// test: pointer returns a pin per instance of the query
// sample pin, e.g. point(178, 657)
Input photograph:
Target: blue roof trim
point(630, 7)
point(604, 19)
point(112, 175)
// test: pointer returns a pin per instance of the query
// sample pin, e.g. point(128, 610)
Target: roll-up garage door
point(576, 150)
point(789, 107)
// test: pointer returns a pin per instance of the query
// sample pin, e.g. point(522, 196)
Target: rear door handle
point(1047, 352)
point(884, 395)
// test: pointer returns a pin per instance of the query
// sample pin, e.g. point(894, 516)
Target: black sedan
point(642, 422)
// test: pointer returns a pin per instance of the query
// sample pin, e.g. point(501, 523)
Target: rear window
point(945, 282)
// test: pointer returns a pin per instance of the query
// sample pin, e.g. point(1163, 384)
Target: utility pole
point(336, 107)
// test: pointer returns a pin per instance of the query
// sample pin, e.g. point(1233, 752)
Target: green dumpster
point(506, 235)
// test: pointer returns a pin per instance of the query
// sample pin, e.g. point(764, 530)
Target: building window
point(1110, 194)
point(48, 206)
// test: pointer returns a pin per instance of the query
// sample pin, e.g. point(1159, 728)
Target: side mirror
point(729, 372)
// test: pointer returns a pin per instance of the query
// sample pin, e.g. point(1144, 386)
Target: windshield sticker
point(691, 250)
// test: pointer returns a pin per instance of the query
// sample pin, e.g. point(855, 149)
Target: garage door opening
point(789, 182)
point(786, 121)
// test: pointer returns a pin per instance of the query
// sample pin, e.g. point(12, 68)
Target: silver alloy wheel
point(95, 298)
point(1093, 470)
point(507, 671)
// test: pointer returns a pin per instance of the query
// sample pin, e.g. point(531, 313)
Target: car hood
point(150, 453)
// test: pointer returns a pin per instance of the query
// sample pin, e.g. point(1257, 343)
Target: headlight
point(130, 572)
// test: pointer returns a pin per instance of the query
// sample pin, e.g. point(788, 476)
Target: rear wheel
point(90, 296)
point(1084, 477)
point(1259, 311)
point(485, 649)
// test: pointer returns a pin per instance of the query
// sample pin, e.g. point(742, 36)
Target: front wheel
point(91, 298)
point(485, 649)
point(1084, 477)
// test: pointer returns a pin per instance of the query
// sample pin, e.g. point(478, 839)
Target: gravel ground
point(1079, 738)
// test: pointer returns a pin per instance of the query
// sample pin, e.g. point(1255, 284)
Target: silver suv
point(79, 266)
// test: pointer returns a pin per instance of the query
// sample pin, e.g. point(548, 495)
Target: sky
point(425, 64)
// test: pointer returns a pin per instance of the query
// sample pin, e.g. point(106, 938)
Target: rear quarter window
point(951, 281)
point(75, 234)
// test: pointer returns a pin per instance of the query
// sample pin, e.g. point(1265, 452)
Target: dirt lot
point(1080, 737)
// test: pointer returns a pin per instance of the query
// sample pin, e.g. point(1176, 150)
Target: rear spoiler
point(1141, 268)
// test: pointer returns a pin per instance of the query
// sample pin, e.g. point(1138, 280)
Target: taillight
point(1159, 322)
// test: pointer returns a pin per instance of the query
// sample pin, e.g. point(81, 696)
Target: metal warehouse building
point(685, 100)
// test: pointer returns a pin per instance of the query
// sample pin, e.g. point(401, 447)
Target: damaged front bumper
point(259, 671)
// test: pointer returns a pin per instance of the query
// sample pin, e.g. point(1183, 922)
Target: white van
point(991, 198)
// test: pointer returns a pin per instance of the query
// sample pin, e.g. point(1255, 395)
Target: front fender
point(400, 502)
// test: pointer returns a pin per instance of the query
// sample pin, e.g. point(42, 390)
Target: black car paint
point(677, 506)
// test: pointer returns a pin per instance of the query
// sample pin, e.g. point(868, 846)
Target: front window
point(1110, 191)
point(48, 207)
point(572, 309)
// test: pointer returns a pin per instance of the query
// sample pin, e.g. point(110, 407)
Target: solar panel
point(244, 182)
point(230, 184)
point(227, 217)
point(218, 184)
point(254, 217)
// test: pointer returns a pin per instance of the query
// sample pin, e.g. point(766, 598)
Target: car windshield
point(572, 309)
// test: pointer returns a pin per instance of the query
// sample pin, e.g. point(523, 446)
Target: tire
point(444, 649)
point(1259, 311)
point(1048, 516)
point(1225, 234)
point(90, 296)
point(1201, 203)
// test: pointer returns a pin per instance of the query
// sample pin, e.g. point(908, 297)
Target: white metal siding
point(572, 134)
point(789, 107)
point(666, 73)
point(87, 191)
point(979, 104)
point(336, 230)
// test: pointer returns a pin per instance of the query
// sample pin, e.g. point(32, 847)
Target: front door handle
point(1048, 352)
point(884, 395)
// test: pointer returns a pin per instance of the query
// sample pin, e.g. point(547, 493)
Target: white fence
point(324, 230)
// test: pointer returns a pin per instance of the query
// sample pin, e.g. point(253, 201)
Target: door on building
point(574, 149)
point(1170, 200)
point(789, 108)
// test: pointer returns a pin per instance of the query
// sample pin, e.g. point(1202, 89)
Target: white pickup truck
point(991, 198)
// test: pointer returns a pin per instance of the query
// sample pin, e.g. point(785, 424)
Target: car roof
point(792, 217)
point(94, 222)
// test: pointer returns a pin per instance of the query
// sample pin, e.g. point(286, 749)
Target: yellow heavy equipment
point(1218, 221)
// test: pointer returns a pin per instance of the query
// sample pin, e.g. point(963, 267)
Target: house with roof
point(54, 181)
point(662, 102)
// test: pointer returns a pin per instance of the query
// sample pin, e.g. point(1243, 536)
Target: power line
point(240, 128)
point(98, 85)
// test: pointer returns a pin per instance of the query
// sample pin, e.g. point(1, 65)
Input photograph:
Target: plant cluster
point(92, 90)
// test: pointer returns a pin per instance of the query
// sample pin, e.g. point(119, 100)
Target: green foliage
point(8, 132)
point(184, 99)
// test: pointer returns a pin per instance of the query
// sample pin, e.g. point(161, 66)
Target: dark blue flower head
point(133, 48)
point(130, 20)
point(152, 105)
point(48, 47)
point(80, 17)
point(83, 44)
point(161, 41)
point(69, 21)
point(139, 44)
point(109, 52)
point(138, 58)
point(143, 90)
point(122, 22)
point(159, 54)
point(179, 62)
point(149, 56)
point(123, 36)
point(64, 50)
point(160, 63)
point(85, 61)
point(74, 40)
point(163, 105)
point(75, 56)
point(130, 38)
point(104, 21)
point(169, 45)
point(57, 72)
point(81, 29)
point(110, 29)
..........
### AUFGABE
Gib die Zeilen oben als CSV mit den zwei Spalten „ziel“ und „antwort“ wieder, mit einer Reihe pro Ziel: der Zieltext und alle zugehörigen Punkte. Setze jedes Feld in Anführungszeichen und ersetze Zeilenumbrüche durch Leerzeichen.

### MUSTERLÖSUNG
ziel,antwort
"// test: pointer returns a pin per instance of the query // sample pin, e.g. point(178, 657) Input photograph: Target: blue roof trim","point(630, 7) point(604, 19) point(112, 175)"
"// test: pointer returns a pin per instance of the query // sample pin, e.g. point(128, 610) Target: roll-up garage door","point(576, 150) point(789, 107)"
"// test: pointer returns a pin per instance of the query // sample pin, e.g. point(522, 196) Target: rear door handle","point(1047, 352) point(884, 395)"
"// test: pointer returns a pin per instance of the query // sample pin, e.g. point(894, 516) Target: black sedan","point(642, 422)"
"// test: pointer returns a pin per instance of the query // sample pin, e.g. point(501, 523) Target: rear window","point(945, 282)"
"// test: pointer returns a pin per instance of the query // sample pin, e.g. point(1163, 384) Target: utility pole","point(336, 107)"
"// test: pointer returns a pin per instance of the query // sample pin, e.g. point(1233, 752) Target: green dumpster","point(506, 235)"
"// test: pointer returns a pin per instance of the query // sample pin, e.g. point(764, 530) Target: building window","point(1110, 194) point(48, 206)"
"// test: pointer returns a pin per instance of the query // sample pin, e.g. point(1159, 728) Target: side mirror","point(729, 372)"
"// test: pointer returns a pin per instance of the query // sample pin, e.g. point(1144, 386) Target: windshield sticker","point(691, 250)"
"// test: pointer returns a pin per instance of the query // sample pin, e.g. point(855, 149) Target: garage door opening","point(789, 182) point(786, 121)"
"// test: pointer returns a pin per instance of the query // sample pin, e.g. point(12, 68) Target: silver alloy wheel","point(95, 298) point(1093, 470) point(507, 671)"
"// test: pointer returns a pin per instance of the query // sample pin, e.g. point(531, 313) Target: car hood","point(150, 453)"
"// test: pointer returns a pin per instance of the query // sample pin, e.g. point(1257, 343) Target: headlight","point(130, 572)"
"// test: pointer returns a pin per instance of the query // sample pin, e.g. point(788, 476) Target: rear wheel","point(90, 296) point(1084, 477) point(1259, 311) point(485, 649)"
"// test: pointer returns a pin per instance of the query // sample pin, e.g. point(742, 36) Target: front wheel","point(91, 298) point(485, 649) point(1084, 477)"
"// test: pointer returns a pin per instance of the query // sample pin, e.g. point(478, 839) Target: gravel ground","point(1079, 738)"
"// test: pointer returns a pin per instance of the query // sample pin, e.g. point(1255, 284) Target: silver suv","point(79, 266)"
"// test: pointer returns a pin per instance of the query // sample pin, e.g. point(548, 495) Target: sky","point(425, 64)"
"// test: pointer returns a pin per instance of the query // sample pin, e.g. point(106, 938) Target: rear quarter window","point(951, 281) point(75, 234)"
"// test: pointer returns a pin per instance of the query // sample pin, e.g. point(1265, 452) Target: dirt lot","point(1080, 737)"
"// test: pointer returns a pin per instance of the query // sample pin, e.g. point(1176, 150) Target: rear spoiler","point(1141, 268)"
"// test: pointer returns a pin per instance of the query // sample pin, e.g. point(1138, 280) Target: taillight","point(1159, 322)"
"// test: pointer returns a pin per instance of the query // sample pin, e.g. point(81, 696) Target: metal warehouse building","point(685, 100)"
"// test: pointer returns a pin per instance of the query // sample pin, e.g. point(401, 447) Target: damaged front bumper","point(259, 671)"
"// test: pointer returns a pin per instance of the query // sample pin, e.g. point(1183, 922) Target: white van","point(991, 198)"
"// test: pointer returns a pin per instance of the query // sample pin, e.g. point(1255, 395) Target: front fender","point(400, 502)"
"// test: pointer returns a pin per instance of the query // sample pin, e.g. point(42, 390) Target: black car paint","point(677, 506)"
"// test: pointer returns a pin per instance of the query // sample pin, e.g. point(868, 846) Target: front window","point(1110, 191) point(48, 207) point(572, 309)"
"// test: pointer returns a pin per instance of the query // sample pin, e.g. point(110, 407) Target: solar panel","point(244, 182) point(230, 184) point(227, 217) point(218, 184) point(254, 217)"
"// test: pointer returns a pin per instance of the query // sample pin, e.g. point(766, 598) Target: car windshield","point(572, 309)"
"// test: pointer returns a pin per instance of the query // sample pin, e.g. point(523, 446) Target: tire","point(444, 649) point(1259, 311) point(1048, 516) point(1225, 234) point(90, 296) point(1201, 203)"
"// test: pointer returns a pin per instance of the query // sample pin, e.g. point(908, 297) Target: white metal siding","point(572, 134) point(789, 107) point(666, 73) point(87, 191) point(979, 104) point(336, 230)"
"// test: pointer returns a pin per instance of the query // sample pin, e.g. point(32, 847) Target: front door handle","point(1048, 352) point(884, 395)"
"// test: pointer returns a pin per instance of the query // sample pin, e.g. point(547, 493) Target: white fence","point(324, 230)"
"// test: pointer returns a pin per instance of the query // sample pin, e.g. point(253, 201) Target: door on building","point(574, 149) point(1170, 200) point(789, 108)"
"// test: pointer returns a pin per instance of the query // sample pin, e.g. point(1202, 89) Target: white pickup truck","point(991, 198)"
"// test: pointer returns a pin per instance of the query // sample pin, e.g. point(785, 424) Target: car roof","point(792, 217) point(94, 222)"
"// test: pointer returns a pin per instance of the query // sample pin, e.g. point(286, 749) Target: yellow heavy equipment","point(1218, 221)"
"// test: pointer returns a pin per instance of the query // sample pin, e.g. point(963, 267) Target: house with roof","point(54, 181) point(662, 102)"
"// test: pointer returns a pin per instance of the query // sample pin, e.g. point(1243, 536) Target: power line","point(240, 128) point(98, 85)"
"// test: pointer returns a pin per instance of the query // sample pin, e.g. point(1, 65) Input photograph: Target: plant cluster","point(92, 90)"
"// test: pointer returns a pin per instance of the query // sample pin, e.g. point(119, 100) Target: green foliage","point(8, 132) point(184, 99)"
"// test: pointer returns a pin per instance of the query // sample pin, e.g. point(161, 66) Target: dark blue flower head","point(133, 48) point(130, 20) point(152, 105) point(48, 47) point(80, 17) point(83, 44) point(161, 41) point(69, 21) point(139, 44) point(109, 52) point(138, 58) point(143, 90) point(122, 22) point(159, 54) point(179, 62) point(149, 56) point(123, 36) point(64, 50) point(160, 63) point(85, 61) point(74, 40) point(163, 105) point(75, 56) point(130, 38) point(104, 21) point(169, 45) point(57, 72) point(81, 29) point(110, 29)"